Microsoft said “unbelievable demand” exceeded capacity, resulting in the waitlist for free trials.

Jeffrey Schwartz

August 5, 2021

3 Min Read
Microsoft Windows 365 Cloud PC Now Available, Free Trials Paused
Microsoft

Microsoft’s Windows 365 Cloud PC service is now live, but there is already a waitlist for those requesting free trials. Due to “unbelievable demand” for 60-day trial accounts of the cloud-based VDI offering, Microsoft says it has reached capacity.

The new Windows 365 desktop as a service (DaaS) went live on Monday, just over two weeks after Microsoft revealed the new offering.

“We have seen unbelievable response to #Windows365 and need to pause our free trial program while we provision additional capacity,” tweeted Scott Manchester, Microsoft’s partner director for Windows 365.

Set task: How would you shorten the paragraph of the Windows 365 excerpt above that begins "Microsoft's Windows 365 Cloud PC service is now live" into one brief sentence that keeps its main facts?

Data lines:
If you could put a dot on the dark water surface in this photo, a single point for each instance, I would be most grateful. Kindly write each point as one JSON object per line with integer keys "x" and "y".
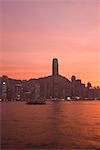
{"x": 56, "y": 125}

Response to this exercise: Windows 365 Cloud PC is now live, but Microsoft says "unbelievable demand" for 60-day trials of the cloud-based VDI offering has hit capacity, so free-trial requests now face a waitlist.